TASK TO COMPLETE: Reproduce every item below verbatim, preserving each line without alteration.

------------------------------------------------------------------------

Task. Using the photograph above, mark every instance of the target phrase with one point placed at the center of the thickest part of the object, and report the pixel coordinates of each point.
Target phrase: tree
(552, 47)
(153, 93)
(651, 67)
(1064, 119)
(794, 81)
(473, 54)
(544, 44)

------------------------------------------------------------------------

FULL ANSWER:
Task. Using the photograph above, mark every instance of the target phrase with one point placed at the center of the thickest part of the object, and report the pixel coordinates of each point.
Target phrase: tree
(552, 47)
(153, 93)
(651, 67)
(1064, 119)
(794, 81)
(473, 54)
(544, 44)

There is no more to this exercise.